DATA EXTRACTS:
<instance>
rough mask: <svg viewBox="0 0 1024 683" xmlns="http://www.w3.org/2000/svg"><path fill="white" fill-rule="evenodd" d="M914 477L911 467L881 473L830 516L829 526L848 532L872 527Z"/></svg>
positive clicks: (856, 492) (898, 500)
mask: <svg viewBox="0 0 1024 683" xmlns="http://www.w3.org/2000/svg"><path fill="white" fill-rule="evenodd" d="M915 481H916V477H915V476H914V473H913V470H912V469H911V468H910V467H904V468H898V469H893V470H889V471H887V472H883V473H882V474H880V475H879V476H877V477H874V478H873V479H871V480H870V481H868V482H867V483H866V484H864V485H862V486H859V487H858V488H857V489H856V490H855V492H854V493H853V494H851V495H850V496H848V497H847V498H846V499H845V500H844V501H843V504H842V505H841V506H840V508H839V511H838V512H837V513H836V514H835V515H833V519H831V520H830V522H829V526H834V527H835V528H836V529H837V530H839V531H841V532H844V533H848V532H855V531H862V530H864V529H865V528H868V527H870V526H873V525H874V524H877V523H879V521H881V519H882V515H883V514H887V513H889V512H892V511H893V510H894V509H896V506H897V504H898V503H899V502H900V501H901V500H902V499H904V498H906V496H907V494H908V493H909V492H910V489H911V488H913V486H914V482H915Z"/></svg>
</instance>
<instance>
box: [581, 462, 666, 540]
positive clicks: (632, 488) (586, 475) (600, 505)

...

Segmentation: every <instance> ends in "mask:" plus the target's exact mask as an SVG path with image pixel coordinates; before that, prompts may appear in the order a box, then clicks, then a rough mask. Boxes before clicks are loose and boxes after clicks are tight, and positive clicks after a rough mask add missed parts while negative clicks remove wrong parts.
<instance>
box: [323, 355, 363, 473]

* * *

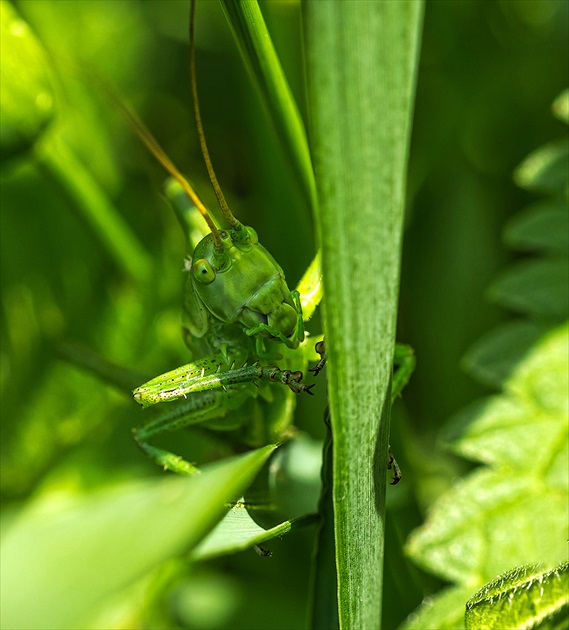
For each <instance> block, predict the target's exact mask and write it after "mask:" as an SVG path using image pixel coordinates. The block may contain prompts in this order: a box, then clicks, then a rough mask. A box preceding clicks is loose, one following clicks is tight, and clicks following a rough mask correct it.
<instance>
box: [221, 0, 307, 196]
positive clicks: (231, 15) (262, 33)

DIRECTIONS FOR THIS TASK: Arrange the lines from the line with "</instance>" up to and including the line with "positive clicks: (632, 488)" as a JSON list of strings, one string per line and no blank lines.

RESPONSE AREA:
[
  "</instance>",
  "<instance>",
  "box: [581, 462, 666, 540]",
  "positive clicks: (632, 488) (586, 475) (600, 505)"
]